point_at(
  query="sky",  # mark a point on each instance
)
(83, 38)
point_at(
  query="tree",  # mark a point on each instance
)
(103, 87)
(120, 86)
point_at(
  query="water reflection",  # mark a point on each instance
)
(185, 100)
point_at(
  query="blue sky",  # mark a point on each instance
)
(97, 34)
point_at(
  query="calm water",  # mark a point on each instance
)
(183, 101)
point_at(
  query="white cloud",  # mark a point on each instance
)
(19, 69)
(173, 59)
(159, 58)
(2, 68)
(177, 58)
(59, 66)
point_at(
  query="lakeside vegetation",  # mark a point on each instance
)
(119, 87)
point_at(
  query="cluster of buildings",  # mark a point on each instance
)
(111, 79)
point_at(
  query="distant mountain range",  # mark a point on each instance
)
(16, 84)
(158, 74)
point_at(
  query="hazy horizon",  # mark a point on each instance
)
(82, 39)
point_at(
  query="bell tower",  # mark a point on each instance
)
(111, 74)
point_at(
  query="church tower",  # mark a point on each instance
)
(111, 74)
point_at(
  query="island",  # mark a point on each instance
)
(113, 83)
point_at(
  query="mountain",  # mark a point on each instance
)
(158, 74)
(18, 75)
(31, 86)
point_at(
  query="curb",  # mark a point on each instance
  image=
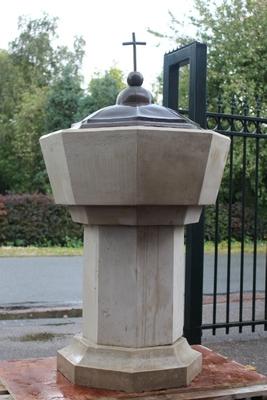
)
(35, 313)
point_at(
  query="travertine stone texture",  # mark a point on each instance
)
(127, 369)
(134, 188)
(135, 165)
(137, 216)
(133, 285)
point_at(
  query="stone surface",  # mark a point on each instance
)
(137, 216)
(135, 165)
(128, 369)
(38, 379)
(134, 188)
(133, 285)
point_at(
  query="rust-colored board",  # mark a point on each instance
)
(3, 390)
(38, 379)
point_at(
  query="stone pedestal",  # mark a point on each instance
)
(133, 188)
(133, 302)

═══

INSTRUCTIONS TO FOLLOW: Filter the entries by the string "stone" and copy each matching line.

EXERCISE OUTPUT:
  query="travertine stone texture",  # mark a point on each instance
  query="stone surface",  # mark a point on each instance
  query="stone pedestal",  # mark a point on each instance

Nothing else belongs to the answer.